+++ Données fournies

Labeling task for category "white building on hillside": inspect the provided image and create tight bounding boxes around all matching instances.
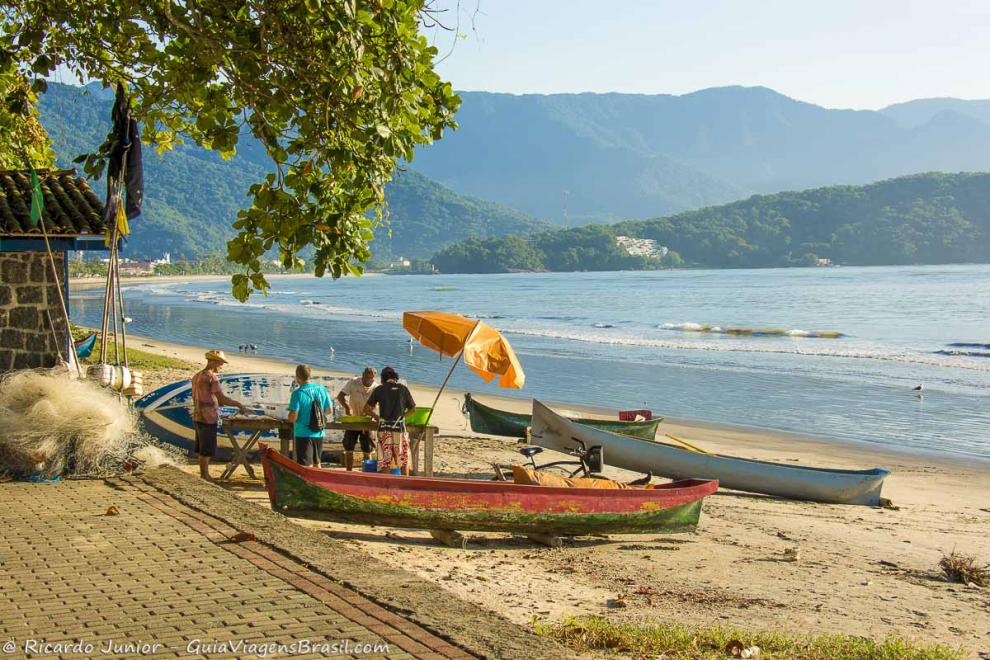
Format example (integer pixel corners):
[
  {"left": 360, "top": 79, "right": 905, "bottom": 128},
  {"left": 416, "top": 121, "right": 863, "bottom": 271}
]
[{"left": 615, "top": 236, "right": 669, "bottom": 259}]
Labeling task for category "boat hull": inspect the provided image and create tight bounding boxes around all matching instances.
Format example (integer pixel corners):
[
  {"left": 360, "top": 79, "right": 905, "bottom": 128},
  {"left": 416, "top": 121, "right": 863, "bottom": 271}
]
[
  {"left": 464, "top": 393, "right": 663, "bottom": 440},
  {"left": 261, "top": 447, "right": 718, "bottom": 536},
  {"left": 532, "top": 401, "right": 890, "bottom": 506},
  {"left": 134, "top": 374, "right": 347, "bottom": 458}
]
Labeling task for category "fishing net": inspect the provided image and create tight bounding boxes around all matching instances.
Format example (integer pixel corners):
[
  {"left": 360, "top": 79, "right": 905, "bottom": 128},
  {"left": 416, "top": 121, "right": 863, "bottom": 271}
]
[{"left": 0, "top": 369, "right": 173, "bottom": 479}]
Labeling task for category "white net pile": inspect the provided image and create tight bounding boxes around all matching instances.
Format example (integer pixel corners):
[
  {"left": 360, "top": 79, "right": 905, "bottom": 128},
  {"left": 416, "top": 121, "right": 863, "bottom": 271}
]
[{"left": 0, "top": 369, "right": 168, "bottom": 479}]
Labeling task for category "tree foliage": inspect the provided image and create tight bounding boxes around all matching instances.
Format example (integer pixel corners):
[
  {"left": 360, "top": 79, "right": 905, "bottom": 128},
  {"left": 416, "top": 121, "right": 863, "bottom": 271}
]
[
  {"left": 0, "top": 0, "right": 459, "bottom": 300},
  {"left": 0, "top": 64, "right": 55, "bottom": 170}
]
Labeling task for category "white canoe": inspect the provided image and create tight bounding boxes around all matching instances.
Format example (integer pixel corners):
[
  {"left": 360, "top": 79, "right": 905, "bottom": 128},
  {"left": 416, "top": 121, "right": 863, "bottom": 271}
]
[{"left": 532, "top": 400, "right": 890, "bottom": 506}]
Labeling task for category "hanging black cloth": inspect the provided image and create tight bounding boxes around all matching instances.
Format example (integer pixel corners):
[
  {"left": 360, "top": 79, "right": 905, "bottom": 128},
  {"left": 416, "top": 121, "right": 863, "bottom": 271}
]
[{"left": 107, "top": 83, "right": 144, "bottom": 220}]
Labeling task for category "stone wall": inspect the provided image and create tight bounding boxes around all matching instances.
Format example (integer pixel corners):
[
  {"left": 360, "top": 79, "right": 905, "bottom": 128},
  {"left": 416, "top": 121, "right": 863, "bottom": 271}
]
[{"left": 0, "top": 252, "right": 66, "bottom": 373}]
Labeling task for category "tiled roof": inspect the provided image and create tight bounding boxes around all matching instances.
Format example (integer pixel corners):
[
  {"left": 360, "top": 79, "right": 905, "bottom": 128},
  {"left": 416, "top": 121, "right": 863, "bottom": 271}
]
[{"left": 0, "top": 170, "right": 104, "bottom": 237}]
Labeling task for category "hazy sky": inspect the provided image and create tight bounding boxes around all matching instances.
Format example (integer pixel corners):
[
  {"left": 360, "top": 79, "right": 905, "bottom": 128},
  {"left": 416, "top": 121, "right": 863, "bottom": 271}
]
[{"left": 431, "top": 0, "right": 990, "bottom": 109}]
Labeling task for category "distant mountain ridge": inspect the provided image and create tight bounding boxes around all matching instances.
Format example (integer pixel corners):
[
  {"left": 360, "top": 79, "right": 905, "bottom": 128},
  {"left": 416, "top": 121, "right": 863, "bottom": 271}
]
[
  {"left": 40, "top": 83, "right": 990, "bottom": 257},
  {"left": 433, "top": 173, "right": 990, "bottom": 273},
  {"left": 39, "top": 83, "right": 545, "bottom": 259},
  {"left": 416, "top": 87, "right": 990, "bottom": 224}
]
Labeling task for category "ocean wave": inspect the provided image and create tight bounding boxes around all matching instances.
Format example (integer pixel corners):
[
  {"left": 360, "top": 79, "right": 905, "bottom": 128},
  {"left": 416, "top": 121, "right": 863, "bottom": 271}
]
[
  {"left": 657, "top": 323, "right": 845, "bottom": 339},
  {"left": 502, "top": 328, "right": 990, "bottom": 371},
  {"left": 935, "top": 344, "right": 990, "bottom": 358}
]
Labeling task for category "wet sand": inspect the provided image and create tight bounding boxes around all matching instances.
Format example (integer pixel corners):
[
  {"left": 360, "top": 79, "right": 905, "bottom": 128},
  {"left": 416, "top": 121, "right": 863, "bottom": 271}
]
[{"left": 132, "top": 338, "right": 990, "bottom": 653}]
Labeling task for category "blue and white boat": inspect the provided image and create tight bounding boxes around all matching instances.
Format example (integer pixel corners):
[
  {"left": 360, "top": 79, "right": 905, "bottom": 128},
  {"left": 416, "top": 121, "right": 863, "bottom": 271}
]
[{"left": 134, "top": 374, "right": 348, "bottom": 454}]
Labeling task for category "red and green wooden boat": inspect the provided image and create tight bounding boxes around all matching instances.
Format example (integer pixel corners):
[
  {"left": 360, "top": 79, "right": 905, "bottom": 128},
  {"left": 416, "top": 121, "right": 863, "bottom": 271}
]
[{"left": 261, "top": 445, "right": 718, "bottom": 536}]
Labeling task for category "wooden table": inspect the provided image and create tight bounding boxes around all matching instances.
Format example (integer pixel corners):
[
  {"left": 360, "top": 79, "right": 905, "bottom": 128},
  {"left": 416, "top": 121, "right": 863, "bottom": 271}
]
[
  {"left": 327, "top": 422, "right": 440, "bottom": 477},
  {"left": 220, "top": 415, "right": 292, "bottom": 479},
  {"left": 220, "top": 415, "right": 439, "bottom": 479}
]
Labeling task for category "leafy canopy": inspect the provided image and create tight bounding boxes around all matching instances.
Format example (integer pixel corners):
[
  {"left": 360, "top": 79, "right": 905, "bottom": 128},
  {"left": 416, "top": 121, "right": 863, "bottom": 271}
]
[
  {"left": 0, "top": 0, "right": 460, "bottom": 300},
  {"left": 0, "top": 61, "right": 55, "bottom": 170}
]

++++++
+++ Données fournies

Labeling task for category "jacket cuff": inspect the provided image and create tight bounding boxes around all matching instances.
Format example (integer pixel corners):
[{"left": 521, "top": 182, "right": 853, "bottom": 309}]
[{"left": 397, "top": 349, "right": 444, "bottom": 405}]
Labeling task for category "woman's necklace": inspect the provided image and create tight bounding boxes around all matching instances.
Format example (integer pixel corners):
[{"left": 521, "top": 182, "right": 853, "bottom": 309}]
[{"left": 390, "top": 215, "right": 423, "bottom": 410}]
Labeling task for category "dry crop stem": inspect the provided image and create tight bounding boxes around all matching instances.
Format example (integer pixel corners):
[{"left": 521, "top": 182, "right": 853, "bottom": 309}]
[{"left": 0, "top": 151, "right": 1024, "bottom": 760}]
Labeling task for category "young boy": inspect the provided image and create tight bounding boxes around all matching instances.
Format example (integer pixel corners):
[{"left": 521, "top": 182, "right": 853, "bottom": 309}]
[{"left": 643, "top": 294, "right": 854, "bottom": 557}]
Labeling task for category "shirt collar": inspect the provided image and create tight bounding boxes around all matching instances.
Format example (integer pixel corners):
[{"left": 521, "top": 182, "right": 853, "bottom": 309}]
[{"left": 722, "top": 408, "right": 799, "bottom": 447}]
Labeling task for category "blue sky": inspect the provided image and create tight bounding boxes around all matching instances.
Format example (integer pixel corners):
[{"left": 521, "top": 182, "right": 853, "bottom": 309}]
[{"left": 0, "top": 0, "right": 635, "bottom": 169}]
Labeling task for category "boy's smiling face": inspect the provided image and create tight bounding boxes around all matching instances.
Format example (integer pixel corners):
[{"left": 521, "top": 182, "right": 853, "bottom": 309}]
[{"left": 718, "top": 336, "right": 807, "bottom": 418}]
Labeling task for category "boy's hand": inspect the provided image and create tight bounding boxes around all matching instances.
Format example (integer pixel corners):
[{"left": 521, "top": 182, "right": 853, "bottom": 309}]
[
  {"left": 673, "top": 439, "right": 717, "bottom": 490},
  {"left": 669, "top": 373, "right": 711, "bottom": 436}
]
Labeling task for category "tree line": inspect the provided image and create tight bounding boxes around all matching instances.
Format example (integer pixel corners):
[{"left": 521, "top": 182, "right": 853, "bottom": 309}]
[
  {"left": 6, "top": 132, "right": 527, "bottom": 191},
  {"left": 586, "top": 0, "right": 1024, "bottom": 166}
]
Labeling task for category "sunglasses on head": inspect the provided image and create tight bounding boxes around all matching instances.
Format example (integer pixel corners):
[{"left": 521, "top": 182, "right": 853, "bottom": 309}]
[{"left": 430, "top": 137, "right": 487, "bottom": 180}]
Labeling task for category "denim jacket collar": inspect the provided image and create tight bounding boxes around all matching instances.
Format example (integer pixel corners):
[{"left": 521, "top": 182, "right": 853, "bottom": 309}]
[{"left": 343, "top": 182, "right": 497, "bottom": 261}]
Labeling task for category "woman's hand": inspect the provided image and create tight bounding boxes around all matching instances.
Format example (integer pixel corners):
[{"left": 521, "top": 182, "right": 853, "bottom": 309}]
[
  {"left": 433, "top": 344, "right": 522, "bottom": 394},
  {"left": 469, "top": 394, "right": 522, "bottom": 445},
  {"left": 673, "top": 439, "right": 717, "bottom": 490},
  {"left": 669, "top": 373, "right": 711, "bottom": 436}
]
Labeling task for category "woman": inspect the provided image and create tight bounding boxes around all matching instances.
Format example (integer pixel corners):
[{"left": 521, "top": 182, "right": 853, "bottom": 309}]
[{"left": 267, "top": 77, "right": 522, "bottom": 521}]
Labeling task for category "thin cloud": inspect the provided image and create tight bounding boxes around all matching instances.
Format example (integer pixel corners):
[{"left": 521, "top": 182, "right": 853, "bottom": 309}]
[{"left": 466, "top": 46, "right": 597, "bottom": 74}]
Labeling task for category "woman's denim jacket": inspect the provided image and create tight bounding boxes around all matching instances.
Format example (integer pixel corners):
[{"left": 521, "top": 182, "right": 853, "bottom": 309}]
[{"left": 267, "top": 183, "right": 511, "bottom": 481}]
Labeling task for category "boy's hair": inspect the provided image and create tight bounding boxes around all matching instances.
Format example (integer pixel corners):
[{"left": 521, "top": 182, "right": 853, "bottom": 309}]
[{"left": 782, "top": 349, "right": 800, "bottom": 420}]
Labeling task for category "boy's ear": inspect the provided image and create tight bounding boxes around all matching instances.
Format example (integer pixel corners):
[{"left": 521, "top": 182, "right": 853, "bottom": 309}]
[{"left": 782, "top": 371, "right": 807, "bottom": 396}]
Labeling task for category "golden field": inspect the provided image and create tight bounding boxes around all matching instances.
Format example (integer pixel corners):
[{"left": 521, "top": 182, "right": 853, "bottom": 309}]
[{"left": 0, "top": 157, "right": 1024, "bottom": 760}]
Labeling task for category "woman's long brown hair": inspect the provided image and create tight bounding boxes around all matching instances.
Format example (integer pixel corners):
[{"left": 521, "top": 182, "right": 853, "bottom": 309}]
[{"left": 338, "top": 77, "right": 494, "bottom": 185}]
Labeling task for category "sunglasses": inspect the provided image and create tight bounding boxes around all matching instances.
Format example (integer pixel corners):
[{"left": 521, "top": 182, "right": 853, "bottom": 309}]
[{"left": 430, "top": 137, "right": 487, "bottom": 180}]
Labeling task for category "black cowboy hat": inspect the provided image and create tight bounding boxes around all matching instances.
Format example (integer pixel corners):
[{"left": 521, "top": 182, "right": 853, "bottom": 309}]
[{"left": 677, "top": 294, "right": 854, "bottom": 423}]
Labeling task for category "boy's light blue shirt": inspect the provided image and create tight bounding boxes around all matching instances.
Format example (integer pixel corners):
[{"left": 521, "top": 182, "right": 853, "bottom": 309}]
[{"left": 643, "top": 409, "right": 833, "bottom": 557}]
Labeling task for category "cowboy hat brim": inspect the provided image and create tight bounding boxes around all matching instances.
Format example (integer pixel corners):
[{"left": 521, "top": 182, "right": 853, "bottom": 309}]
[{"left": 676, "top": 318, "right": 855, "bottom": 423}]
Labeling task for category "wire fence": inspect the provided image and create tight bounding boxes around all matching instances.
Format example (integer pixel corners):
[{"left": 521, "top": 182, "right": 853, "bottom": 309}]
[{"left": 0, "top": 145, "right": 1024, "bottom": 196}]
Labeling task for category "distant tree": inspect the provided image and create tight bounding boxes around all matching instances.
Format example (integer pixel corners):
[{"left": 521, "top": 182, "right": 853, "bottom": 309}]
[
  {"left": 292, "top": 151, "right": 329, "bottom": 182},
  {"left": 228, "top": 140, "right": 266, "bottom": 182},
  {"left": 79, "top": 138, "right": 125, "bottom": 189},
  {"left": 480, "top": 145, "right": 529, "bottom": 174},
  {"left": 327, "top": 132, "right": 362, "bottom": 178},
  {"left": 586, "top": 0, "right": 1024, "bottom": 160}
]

++++++
+++ Données fournies

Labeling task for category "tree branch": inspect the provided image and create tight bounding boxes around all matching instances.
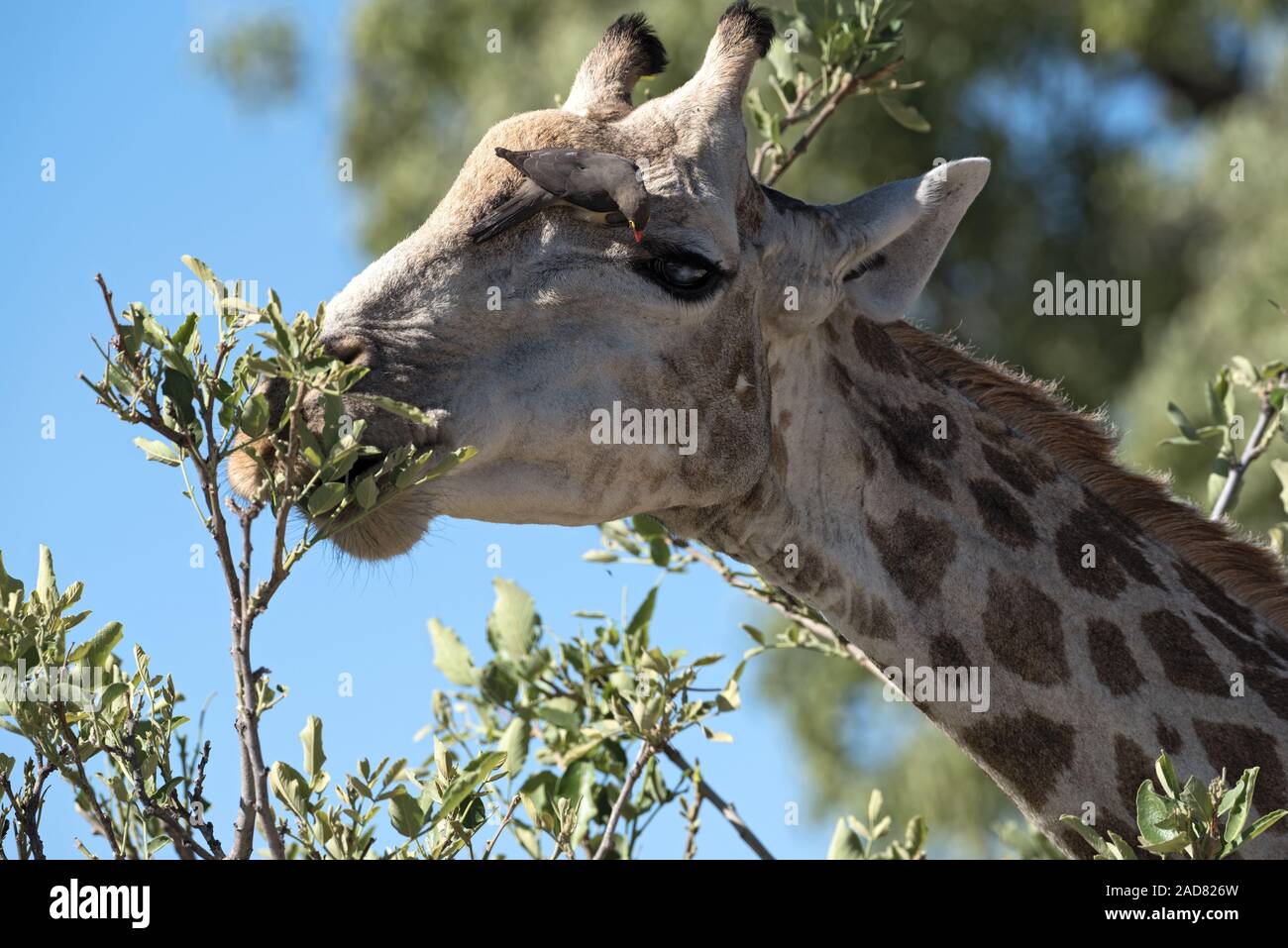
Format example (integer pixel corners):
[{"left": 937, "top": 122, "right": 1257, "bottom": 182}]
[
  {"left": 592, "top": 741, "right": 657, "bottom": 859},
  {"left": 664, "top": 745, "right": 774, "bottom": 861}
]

++++++

_Consigne_
Relevez chaque ligne des enregistrements ci-dessus qui contient le mot "wooden". La casse compte.

_Corrigé_
Labeling task for category "red and green wooden boat": inspect the provided image and create tight bounding boxes around all matching instances.
Labeling task for category "wooden table": inspect the provided image and create tight bounding boxes around all matching instances.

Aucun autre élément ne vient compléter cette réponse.